Reproduce every line of the items below verbatim, changing nothing.
□ □ □ □
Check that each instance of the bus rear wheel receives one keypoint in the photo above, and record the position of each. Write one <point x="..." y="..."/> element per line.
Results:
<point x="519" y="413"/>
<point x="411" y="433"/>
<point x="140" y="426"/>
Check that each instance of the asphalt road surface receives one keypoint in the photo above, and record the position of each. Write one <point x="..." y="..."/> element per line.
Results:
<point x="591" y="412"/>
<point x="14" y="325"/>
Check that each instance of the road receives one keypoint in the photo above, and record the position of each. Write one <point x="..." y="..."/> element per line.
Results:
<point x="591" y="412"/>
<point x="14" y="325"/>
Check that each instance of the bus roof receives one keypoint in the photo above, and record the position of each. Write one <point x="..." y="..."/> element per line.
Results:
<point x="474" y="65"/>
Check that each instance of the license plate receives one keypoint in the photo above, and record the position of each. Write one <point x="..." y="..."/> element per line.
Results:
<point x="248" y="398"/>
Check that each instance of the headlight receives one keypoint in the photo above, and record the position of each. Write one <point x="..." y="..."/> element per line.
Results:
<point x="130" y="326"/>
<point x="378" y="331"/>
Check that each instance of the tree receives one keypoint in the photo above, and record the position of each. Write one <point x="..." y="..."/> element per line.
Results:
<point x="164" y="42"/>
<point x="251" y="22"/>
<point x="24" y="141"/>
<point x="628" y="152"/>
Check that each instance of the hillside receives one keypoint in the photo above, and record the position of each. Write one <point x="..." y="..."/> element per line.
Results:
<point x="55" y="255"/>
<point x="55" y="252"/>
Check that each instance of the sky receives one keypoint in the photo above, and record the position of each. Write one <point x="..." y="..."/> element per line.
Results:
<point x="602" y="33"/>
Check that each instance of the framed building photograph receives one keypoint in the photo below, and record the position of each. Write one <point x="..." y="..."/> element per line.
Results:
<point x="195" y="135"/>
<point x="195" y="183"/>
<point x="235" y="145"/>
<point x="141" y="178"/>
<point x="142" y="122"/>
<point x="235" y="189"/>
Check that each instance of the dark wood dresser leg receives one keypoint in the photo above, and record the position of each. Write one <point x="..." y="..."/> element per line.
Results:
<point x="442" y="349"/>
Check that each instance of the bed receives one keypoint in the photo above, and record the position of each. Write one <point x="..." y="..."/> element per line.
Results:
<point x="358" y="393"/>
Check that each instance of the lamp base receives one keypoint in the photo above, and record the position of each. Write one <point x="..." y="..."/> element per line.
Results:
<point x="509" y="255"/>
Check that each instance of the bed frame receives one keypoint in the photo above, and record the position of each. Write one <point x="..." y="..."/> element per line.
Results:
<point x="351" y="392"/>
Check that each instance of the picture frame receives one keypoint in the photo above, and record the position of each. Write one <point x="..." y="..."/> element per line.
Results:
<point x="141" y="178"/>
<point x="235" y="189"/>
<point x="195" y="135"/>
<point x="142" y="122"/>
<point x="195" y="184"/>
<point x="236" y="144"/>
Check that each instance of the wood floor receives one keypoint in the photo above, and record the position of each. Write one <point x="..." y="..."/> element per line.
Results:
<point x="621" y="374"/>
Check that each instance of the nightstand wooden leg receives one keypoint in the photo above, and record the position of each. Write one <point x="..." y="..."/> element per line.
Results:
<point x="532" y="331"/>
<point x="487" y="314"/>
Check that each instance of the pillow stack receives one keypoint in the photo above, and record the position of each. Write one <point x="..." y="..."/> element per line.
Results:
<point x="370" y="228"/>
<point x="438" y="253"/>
□ □ □ □
## Task answer
Check that each instance of the bus rear wheel receives one keypoint in the photo above, and record the position of each. Write one <point x="..." y="..."/> element per line.
Results:
<point x="519" y="413"/>
<point x="411" y="433"/>
<point x="140" y="426"/>
Check that each instance of the asphalt road surface receives one keypoint in the photo above, and record the position of each. Write one <point x="..." y="..."/> element per line.
Results:
<point x="591" y="412"/>
<point x="14" y="325"/>
Check that each instance of the road receives one keypoint in the photo above, and record the position of each. Write one <point x="..." y="..."/> element per line.
Results:
<point x="591" y="412"/>
<point x="14" y="325"/>
Check that each instance of the bus roof receives one keypoint in the photo above, and record the position of each. Write one <point x="..." y="..."/> element per line.
Results:
<point x="474" y="65"/>
Check that each instance of the license plate receives one keypoint in the photo above, and record the position of each. Write one <point x="..." y="..."/> element per line.
Results:
<point x="248" y="398"/>
Check that each instance of the headlight receives one keypoint in the photo above, and record the position of each. Write one <point x="..." y="..."/> element per line.
Results:
<point x="130" y="326"/>
<point x="378" y="331"/>
Check that each instance of the tree receives one keypoint in the photo above, and record the position of each. Write one <point x="..." y="..."/> element per line.
Results:
<point x="164" y="42"/>
<point x="251" y="22"/>
<point x="24" y="141"/>
<point x="628" y="152"/>
Check that each instance of the hillside receives one keypoint in the photo above, and record the position of each. Write one <point x="..." y="..."/> element per line.
Results:
<point x="55" y="255"/>
<point x="55" y="252"/>
Check that each instance of the sky receives one keypoint in the photo above, and record the position of each. Write one <point x="..." y="..."/> element per line.
Results:
<point x="602" y="33"/>
Check that each instance of the framed building photograph receives one keypoint in the photo below, and record the position of each. Write one <point x="..." y="..."/> element per line.
Results:
<point x="195" y="135"/>
<point x="195" y="183"/>
<point x="235" y="145"/>
<point x="141" y="178"/>
<point x="142" y="122"/>
<point x="235" y="189"/>
Check that each instance of the dark wood dresser leg receives one keypoint in the photo above, and record the position of each. Write one <point x="..." y="..."/> element per line.
Results:
<point x="442" y="349"/>
Check that each instance of the bed receives one keypoint in the photo above, and record the position of each. Write one <point x="..." y="..."/> element per line.
Results:
<point x="358" y="393"/>
Check that each instance of the lamp base receives one keypoint in the photo above, and record the position of each. Write one <point x="..." y="..."/> element per line.
Results:
<point x="509" y="255"/>
Check that each instance of the bed frame receives one keypoint in the photo above, and record the position of each. Write one <point x="..." y="..."/> element per line.
Results:
<point x="351" y="392"/>
Check that each instance of the picture frame receives one keypoint in the photo above, and record the position of each. Write one <point x="..." y="..."/> element per line.
Results:
<point x="141" y="178"/>
<point x="235" y="189"/>
<point x="195" y="135"/>
<point x="142" y="122"/>
<point x="195" y="184"/>
<point x="236" y="144"/>
Check that each instance of the wood floor receives one keypoint in the photo above, and record the position of each. Write one <point x="..." y="..."/> element per line.
Results:
<point x="621" y="374"/>
Check that each instance of the nightstand wooden leg receives one keypoint in the photo above, and record the position of each. Write one <point x="..." y="..."/> element per line.
Results:
<point x="532" y="331"/>
<point x="487" y="314"/>
Check that each instance of the pillow stack receives one keypoint in the photo above, and record the position of each. Write one <point x="..." y="..."/> element per line.
Results:
<point x="370" y="228"/>
<point x="438" y="253"/>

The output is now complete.